== Exercise ==
Each line from the one that contains "Where can you spot the metal" through the end of the entries should be repeated exactly, with nothing added.

== Exercise data ==
◇ ◇ ◇ ◇ ◇ ◇ ◇

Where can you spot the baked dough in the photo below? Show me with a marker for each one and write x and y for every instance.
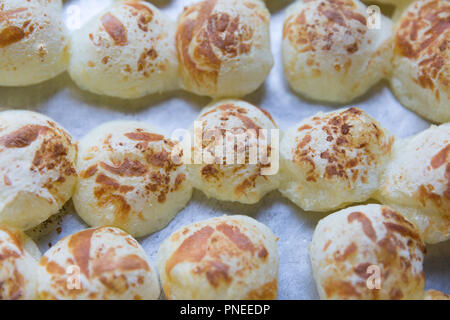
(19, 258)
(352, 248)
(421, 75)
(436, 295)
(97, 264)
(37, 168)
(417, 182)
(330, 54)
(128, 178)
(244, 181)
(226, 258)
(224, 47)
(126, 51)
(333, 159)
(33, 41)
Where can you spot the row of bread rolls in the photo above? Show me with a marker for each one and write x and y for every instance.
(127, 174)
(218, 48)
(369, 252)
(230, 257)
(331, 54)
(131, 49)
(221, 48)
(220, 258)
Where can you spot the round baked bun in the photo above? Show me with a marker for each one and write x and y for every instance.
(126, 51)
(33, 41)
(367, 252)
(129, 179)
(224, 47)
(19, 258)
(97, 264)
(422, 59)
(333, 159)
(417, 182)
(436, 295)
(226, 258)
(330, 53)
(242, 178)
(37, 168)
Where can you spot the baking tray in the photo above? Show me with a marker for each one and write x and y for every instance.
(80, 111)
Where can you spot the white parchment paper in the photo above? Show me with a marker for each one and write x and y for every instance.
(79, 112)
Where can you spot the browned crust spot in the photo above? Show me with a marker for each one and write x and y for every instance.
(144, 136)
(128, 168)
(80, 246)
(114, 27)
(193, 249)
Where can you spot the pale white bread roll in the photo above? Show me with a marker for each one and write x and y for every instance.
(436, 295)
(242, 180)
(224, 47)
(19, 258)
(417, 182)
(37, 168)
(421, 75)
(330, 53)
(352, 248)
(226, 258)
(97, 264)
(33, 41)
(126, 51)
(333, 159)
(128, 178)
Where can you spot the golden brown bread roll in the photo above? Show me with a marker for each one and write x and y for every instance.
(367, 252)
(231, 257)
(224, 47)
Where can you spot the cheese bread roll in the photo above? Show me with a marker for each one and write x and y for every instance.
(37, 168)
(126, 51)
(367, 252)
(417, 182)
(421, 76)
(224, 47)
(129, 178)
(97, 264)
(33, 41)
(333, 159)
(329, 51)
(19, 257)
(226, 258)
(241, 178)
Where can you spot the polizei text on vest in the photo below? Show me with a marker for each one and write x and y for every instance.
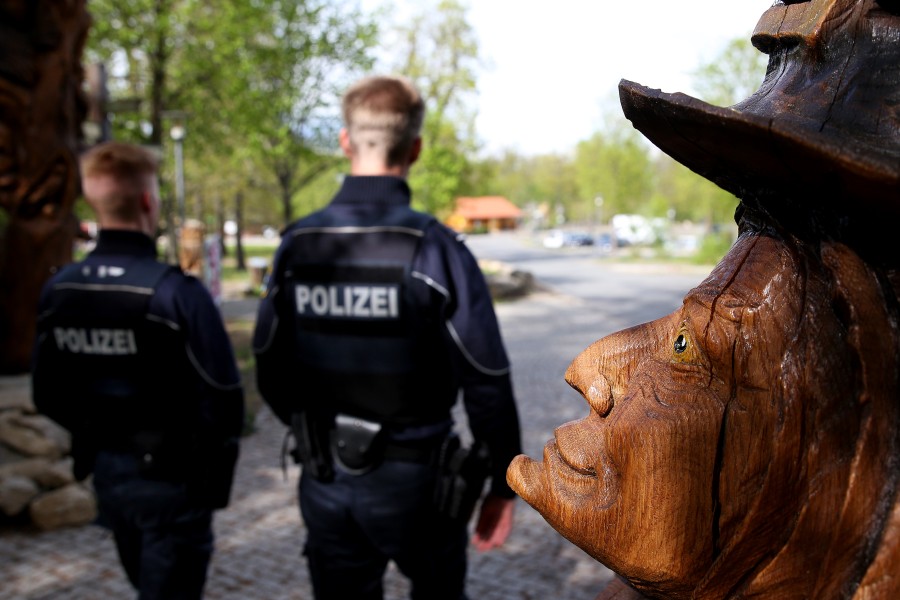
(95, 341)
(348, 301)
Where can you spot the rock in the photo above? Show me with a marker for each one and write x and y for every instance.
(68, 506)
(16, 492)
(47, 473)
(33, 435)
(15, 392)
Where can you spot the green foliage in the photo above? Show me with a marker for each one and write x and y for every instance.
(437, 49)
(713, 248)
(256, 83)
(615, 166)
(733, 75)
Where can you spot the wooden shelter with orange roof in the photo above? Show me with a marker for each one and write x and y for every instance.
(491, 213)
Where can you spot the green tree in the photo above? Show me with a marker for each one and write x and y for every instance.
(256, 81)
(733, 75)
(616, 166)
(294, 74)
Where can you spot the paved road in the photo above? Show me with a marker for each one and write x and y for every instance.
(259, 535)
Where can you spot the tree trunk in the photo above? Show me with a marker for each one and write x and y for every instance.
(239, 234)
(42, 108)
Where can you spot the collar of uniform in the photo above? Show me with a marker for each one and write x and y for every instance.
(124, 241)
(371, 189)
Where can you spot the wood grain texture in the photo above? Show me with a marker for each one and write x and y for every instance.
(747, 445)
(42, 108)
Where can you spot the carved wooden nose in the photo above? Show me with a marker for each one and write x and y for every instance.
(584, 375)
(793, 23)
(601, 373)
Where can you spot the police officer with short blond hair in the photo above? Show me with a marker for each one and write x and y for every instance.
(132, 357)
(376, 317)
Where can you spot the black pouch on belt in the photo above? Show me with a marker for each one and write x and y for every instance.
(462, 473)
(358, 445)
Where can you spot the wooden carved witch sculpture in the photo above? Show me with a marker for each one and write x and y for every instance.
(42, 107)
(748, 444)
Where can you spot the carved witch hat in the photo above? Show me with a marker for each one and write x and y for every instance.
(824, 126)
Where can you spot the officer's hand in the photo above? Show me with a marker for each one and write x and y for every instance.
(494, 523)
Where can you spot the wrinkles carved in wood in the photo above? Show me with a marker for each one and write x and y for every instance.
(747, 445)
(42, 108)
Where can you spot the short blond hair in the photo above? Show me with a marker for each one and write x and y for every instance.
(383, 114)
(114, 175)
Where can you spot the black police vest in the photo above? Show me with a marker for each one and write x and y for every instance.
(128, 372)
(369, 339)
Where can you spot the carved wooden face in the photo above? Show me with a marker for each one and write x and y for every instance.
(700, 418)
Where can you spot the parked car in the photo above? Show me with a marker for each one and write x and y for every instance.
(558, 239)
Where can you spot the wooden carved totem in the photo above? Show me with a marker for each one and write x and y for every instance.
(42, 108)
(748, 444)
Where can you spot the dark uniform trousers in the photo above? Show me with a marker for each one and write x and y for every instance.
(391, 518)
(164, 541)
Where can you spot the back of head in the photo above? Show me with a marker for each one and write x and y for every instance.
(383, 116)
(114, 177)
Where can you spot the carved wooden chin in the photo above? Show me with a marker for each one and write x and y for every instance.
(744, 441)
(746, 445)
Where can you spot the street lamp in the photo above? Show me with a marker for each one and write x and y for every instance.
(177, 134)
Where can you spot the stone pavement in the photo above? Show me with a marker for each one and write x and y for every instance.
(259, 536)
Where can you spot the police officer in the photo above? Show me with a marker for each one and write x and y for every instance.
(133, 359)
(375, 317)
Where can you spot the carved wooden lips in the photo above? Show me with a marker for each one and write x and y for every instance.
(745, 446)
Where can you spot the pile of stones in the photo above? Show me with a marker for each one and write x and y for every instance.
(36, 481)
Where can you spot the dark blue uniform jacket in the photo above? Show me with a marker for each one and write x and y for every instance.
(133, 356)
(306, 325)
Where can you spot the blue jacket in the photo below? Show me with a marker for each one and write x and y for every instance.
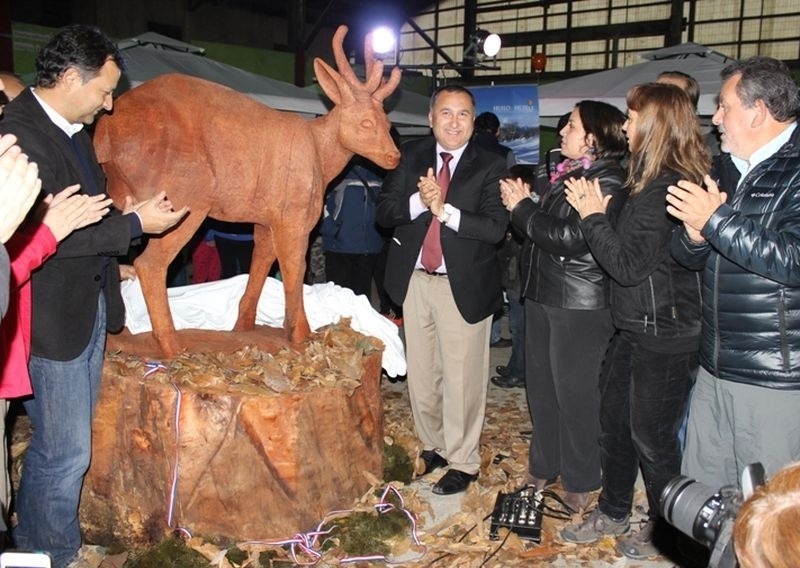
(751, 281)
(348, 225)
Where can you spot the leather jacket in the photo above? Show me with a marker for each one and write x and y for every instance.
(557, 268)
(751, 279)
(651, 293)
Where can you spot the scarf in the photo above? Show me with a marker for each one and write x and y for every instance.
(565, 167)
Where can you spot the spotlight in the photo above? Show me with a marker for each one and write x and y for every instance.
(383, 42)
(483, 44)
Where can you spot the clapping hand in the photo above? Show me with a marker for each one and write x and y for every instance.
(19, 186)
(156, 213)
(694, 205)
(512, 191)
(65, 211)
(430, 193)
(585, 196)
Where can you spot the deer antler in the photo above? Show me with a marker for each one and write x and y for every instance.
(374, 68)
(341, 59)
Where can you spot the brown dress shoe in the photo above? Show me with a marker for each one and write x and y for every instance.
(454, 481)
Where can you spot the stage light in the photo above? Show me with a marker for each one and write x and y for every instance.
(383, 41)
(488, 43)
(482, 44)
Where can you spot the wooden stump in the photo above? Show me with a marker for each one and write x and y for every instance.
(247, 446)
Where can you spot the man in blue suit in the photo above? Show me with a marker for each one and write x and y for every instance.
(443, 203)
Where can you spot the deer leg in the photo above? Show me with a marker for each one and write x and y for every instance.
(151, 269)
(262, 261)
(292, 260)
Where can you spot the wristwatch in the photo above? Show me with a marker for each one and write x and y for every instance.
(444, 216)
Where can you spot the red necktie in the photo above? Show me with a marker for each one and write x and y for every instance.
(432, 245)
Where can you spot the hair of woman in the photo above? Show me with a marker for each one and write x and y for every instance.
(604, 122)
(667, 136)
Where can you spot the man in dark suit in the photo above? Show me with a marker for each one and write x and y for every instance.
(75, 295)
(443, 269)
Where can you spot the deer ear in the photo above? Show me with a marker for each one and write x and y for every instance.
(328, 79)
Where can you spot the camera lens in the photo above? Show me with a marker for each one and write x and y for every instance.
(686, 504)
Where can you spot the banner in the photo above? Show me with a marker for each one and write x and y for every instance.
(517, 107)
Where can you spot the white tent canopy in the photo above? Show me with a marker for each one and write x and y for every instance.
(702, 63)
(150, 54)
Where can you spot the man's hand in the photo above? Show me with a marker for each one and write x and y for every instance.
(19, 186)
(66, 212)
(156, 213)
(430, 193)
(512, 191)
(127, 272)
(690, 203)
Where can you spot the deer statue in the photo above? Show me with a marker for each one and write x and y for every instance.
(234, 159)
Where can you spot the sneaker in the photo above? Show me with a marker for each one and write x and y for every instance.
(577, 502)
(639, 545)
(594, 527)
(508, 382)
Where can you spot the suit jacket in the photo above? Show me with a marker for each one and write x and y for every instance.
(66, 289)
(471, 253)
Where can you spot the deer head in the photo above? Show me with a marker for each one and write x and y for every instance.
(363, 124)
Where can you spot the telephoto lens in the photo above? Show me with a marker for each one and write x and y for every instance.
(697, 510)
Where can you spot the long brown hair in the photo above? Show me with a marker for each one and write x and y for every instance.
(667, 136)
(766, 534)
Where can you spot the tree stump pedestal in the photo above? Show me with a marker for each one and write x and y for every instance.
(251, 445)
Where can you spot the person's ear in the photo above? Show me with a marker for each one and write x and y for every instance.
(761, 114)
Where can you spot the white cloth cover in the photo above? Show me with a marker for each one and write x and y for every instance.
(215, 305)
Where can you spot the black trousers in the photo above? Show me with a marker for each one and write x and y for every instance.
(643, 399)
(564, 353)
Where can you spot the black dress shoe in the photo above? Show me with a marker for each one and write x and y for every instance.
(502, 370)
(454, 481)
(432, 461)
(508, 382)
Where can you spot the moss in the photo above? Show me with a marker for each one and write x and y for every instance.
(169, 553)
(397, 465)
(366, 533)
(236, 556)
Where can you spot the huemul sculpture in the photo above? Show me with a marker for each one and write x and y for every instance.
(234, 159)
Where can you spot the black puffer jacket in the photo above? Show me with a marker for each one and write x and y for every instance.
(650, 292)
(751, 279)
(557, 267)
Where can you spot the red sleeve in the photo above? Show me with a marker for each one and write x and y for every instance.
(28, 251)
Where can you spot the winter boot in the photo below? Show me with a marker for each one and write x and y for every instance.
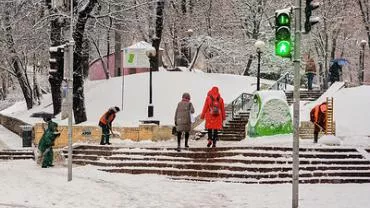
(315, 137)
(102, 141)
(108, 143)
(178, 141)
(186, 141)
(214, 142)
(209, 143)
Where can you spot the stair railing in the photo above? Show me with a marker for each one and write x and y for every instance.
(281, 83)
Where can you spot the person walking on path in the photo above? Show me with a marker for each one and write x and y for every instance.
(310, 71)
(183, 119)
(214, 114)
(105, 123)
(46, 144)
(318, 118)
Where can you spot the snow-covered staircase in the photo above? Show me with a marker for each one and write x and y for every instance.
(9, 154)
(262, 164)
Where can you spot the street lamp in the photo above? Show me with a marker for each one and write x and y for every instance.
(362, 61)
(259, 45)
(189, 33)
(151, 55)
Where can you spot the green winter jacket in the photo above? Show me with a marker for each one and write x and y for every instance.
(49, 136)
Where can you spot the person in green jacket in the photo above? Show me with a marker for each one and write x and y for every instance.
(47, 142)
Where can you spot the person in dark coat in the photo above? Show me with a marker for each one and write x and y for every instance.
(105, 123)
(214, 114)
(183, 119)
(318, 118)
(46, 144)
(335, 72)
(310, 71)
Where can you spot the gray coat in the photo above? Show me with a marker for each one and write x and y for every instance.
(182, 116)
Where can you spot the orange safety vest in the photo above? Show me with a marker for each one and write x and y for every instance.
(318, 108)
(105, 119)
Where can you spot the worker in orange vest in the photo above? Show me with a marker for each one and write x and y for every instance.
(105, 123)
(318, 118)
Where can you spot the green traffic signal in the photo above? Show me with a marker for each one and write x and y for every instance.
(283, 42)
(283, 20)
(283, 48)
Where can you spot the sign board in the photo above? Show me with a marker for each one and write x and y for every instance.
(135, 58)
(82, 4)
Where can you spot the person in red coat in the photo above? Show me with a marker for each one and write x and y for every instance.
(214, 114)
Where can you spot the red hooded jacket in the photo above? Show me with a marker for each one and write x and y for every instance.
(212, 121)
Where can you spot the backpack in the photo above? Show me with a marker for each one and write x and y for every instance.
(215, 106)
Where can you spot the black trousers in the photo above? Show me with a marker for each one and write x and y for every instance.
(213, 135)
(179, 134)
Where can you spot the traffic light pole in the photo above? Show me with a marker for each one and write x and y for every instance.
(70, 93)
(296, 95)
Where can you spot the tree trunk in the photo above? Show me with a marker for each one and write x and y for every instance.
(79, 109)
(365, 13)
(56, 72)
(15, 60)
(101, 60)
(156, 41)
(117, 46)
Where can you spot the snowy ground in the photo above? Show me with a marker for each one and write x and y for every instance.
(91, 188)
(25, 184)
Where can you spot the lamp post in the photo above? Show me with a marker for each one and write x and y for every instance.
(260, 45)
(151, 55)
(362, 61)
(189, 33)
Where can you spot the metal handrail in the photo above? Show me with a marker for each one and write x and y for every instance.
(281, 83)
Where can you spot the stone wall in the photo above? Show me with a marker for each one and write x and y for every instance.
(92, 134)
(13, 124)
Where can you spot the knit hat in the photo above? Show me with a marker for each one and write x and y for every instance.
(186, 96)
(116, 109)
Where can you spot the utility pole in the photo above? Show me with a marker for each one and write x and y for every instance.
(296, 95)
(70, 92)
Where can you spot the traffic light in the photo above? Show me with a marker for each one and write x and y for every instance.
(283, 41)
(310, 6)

◇ ◇ ◇ ◇ ◇ ◇ ◇

== Answer to this task ==
Where can you spot the metal handrail in the photo above? Show me with a marker for each one and write x and y for every instance.
(281, 83)
Where can you spot the stone wall in the photo above? Show me with a marker for each one and write x and y for every instance.
(92, 134)
(13, 124)
Where can you spot the knit hat in the photo above? Show me with a marker for each one and write x and y for every instance.
(186, 96)
(116, 109)
Where can you spot the utility pole in the photo above? Show me with a marker for each one and write x and y for every instance.
(296, 95)
(70, 92)
Where can you spot the traffic light in the photo above? Show me with a marker for each one and write x and y for every instance.
(283, 41)
(310, 6)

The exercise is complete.